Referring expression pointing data

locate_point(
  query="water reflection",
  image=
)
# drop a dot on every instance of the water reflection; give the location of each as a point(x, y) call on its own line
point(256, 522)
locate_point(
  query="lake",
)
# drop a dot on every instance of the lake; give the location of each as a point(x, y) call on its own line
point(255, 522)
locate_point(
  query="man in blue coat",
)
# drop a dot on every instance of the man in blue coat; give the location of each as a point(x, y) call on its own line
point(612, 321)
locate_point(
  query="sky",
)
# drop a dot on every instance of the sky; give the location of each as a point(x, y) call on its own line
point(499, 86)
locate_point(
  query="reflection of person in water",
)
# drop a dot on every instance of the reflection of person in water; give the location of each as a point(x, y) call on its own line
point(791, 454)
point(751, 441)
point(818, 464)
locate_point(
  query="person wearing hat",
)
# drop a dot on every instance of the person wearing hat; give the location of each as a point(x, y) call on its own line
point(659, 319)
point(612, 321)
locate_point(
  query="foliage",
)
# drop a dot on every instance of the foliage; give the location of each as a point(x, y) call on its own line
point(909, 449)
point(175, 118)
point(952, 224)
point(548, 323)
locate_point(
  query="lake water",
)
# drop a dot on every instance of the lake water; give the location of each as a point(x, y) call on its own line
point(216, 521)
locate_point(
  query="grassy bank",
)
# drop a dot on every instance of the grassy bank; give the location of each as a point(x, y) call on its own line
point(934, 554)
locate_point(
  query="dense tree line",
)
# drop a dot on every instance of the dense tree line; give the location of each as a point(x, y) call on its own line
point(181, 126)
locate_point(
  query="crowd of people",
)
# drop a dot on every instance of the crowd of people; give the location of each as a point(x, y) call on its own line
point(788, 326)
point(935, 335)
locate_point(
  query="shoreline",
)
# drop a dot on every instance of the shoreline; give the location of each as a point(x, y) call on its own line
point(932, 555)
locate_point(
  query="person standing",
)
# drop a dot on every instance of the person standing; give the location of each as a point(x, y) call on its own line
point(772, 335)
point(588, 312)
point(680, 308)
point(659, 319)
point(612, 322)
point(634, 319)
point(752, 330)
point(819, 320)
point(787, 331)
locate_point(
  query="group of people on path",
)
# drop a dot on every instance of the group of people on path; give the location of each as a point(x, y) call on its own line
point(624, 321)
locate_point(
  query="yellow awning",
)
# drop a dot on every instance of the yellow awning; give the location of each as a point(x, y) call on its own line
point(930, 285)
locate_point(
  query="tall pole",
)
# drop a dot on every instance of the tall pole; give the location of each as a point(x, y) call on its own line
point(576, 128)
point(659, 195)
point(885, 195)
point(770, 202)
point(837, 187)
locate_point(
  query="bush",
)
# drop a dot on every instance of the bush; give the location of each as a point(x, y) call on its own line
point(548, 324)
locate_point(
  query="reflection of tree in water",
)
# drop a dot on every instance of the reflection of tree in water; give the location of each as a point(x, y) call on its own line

WHAT YOU WILL DO:
Each line of the data must be returned exactly.

REPLY TO THE EXERCISE:
locate_point(
  query="water reflection",
  image=
)
# drop a dot on every instance of the water reflection; give the location of each as a point(x, y) call on its own line
point(256, 522)
locate_point(
  query="lake",
)
# drop a dot on every instance of the lake; give the location of each as a point(x, y) call on its own line
point(255, 522)
locate_point(
  query="man in blue coat",
)
# drop a dot on every instance of the man in blue coat; give the location of each as a point(x, y) call on its own line
point(612, 321)
locate_point(
  query="sky",
)
# drop a dot on every instance of the sky; give the location of each as a point(x, y) call on its own line
point(499, 86)
locate_point(
  query="reflection of person in water",
)
# drop a dot on every instance of the reflection of person in water; give the location of each as a point(x, y) call on its own line
point(791, 454)
point(751, 441)
point(818, 464)
locate_point(
  query="person wearing hat",
)
# drop a dot on every instance of the person wearing hat; give the location of each as a point(x, y) call on its own line
point(659, 319)
point(612, 321)
locate_point(
  query="foliage",
)
# drop a dot on every instance of the foliage; give the location of each as a point(x, y) call on its own line
point(909, 449)
point(175, 118)
point(952, 224)
point(548, 323)
locate_point(
  query="lake water",
)
# drop a dot on every instance of the lake water; give the location of each as a point(x, y) call on its own line
point(216, 521)
locate_point(
  query="grassy bank",
)
# drop a dot on every instance of the grassy bank; give the location of each as a point(x, y) call on its own line
point(934, 554)
locate_point(
  query="dense tree line",
)
# drop a dot on every instance of the dense tree line; give the location of each as a point(x, y) call on its own line
point(181, 126)
locate_point(
  query="crowd of people",
)
# drop a dot on every instance of the crowd of people; give the location of each as a point(x, y) call on its own line
point(788, 326)
point(935, 335)
locate_point(
  query="shoreline",
)
# drop a dot on every instance of the shoreline; give the location of each as a point(x, y) call on its own line
point(932, 555)
locate_point(
  query="person standing",
)
# drop a dot on every instance of the person standing; give the location of each as a point(x, y) call on its own line
point(772, 335)
point(588, 312)
point(680, 308)
point(659, 319)
point(612, 322)
point(634, 319)
point(752, 330)
point(819, 320)
point(787, 331)
locate_point(
  query="group of people on path",
)
# drop a dot on every instance of the group of people on path; give the location of each as a point(x, y) call on its own line
point(624, 321)
locate_point(
  query="yellow awning",
)
# drop a dot on every instance of the yellow awning; give the location of each as a point(x, y) call on its own line
point(930, 285)
locate_point(
  query="tall pole",
)
# drop a dot on every instance of the tall pole; give the location of each as a point(x, y) call on its own line
point(576, 128)
point(659, 195)
point(885, 195)
point(770, 202)
point(837, 187)
locate_point(
  query="bush",
)
# drop a dot on every instance of the bush; give the location of each as a point(x, y) call on its own line
point(548, 324)
locate_point(
  query="reflection of tree in water",
)
# drop a dot on every instance of the reflection of tree in water; give the location of each as a point(x, y) call on its own line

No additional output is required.